Photo object pointing records

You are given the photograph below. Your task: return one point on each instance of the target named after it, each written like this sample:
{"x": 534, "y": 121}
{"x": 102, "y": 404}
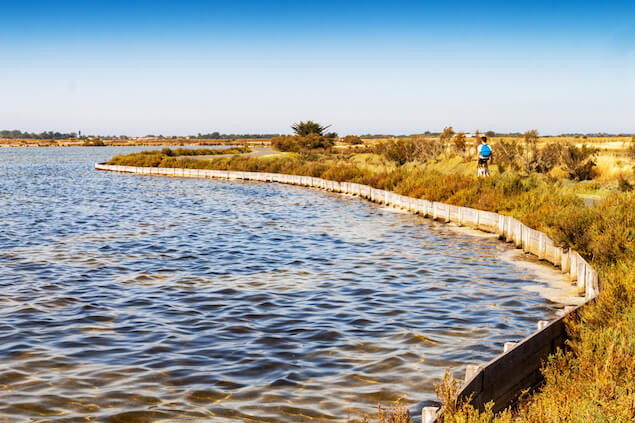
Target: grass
{"x": 594, "y": 379}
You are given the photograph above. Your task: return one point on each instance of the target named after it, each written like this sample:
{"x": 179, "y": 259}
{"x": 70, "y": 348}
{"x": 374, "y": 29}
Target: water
{"x": 127, "y": 298}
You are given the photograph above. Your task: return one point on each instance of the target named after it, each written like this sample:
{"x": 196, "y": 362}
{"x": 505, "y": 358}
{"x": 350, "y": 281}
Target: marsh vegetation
{"x": 540, "y": 181}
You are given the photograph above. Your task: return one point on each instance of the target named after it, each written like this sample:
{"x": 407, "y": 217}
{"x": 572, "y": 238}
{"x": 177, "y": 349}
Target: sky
{"x": 395, "y": 67}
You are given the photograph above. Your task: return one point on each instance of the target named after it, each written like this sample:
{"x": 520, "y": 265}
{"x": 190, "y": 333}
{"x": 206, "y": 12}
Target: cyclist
{"x": 484, "y": 155}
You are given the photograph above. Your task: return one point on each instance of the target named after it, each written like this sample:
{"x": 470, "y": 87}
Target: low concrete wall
{"x": 518, "y": 367}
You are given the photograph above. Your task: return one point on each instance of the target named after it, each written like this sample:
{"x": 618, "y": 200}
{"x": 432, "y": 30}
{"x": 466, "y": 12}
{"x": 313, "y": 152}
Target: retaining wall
{"x": 518, "y": 367}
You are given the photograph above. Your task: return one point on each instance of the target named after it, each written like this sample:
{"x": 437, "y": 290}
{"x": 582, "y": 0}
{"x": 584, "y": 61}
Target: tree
{"x": 447, "y": 134}
{"x": 531, "y": 150}
{"x": 309, "y": 127}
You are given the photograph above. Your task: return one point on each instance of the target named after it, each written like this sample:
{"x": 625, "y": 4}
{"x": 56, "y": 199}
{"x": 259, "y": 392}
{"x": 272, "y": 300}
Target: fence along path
{"x": 518, "y": 367}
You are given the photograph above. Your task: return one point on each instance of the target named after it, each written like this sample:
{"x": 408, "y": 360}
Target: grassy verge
{"x": 594, "y": 380}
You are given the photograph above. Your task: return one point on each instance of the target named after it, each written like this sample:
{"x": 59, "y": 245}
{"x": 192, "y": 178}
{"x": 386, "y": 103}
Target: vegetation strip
{"x": 505, "y": 377}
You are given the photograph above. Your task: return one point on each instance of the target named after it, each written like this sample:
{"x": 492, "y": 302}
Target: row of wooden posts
{"x": 518, "y": 367}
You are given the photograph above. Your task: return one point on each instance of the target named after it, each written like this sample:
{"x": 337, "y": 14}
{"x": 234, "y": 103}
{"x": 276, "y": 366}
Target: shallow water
{"x": 129, "y": 298}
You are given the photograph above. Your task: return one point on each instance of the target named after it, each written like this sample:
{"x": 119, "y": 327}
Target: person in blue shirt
{"x": 484, "y": 156}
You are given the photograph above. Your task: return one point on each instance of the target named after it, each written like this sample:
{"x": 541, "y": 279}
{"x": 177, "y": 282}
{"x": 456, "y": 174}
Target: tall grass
{"x": 594, "y": 379}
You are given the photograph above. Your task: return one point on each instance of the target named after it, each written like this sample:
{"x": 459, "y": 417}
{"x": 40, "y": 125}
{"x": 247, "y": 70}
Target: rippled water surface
{"x": 132, "y": 298}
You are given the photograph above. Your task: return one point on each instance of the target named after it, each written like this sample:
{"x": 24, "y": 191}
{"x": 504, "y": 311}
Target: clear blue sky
{"x": 168, "y": 67}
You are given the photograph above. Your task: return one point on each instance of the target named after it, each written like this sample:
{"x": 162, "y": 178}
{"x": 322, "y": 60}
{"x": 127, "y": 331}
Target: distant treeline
{"x": 46, "y": 135}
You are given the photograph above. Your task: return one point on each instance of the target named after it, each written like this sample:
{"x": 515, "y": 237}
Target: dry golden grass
{"x": 611, "y": 166}
{"x": 397, "y": 414}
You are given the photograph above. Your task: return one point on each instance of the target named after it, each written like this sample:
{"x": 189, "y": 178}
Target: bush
{"x": 400, "y": 151}
{"x": 309, "y": 127}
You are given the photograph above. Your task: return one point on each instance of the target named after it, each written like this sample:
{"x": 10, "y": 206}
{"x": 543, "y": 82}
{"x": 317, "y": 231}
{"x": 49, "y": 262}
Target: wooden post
{"x": 470, "y": 371}
{"x": 542, "y": 324}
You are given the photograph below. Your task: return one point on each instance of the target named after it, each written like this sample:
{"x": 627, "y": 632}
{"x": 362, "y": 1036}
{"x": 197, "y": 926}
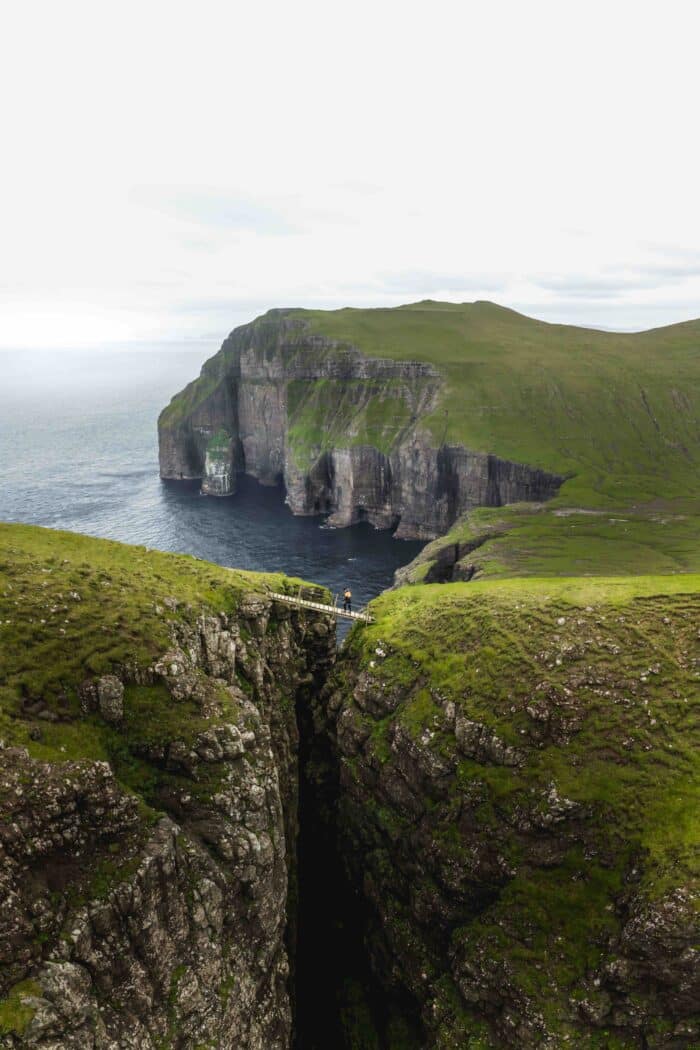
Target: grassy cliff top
{"x": 594, "y": 687}
{"x": 72, "y": 607}
{"x": 621, "y": 412}
{"x": 619, "y": 654}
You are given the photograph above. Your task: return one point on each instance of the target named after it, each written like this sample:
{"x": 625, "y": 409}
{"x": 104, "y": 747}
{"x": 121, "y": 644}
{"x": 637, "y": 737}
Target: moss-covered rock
{"x": 518, "y": 802}
{"x": 148, "y": 796}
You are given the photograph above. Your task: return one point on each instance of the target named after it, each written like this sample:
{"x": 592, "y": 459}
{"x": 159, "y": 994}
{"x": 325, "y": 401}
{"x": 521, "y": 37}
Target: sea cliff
{"x": 340, "y": 431}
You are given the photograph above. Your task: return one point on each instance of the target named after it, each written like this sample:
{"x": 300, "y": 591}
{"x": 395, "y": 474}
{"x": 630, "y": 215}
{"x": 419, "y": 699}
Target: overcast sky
{"x": 171, "y": 169}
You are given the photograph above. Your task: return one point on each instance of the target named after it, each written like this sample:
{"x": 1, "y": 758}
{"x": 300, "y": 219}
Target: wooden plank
{"x": 331, "y": 609}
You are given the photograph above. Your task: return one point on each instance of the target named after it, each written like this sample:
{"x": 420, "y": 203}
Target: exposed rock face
{"x": 356, "y": 450}
{"x": 126, "y": 927}
{"x": 494, "y": 809}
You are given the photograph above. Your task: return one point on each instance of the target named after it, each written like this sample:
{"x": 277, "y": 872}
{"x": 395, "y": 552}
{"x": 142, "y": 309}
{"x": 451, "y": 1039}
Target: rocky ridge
{"x": 516, "y": 776}
{"x": 147, "y": 887}
{"x": 342, "y": 433}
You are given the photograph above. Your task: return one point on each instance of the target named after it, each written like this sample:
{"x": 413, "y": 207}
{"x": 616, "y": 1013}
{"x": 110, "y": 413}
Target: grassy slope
{"x": 51, "y": 639}
{"x": 618, "y": 411}
{"x": 621, "y": 655}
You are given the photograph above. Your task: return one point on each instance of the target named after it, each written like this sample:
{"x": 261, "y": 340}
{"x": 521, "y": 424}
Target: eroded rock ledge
{"x": 341, "y": 432}
{"x": 160, "y": 918}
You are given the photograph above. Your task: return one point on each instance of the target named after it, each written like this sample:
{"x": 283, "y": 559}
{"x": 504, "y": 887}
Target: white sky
{"x": 171, "y": 169}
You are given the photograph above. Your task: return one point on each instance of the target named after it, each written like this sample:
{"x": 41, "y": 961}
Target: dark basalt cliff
{"x": 340, "y": 431}
{"x": 472, "y": 827}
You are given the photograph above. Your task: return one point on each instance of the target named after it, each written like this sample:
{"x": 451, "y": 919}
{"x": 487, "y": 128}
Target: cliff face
{"x": 148, "y": 804}
{"x": 513, "y": 809}
{"x": 342, "y": 432}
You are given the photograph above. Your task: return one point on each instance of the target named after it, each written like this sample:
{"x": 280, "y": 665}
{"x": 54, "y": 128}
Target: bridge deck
{"x": 334, "y": 610}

**Work to complete**
How many lines in the rows above contain the string "grassy", with case counting? Give only the number.

**Full output**
3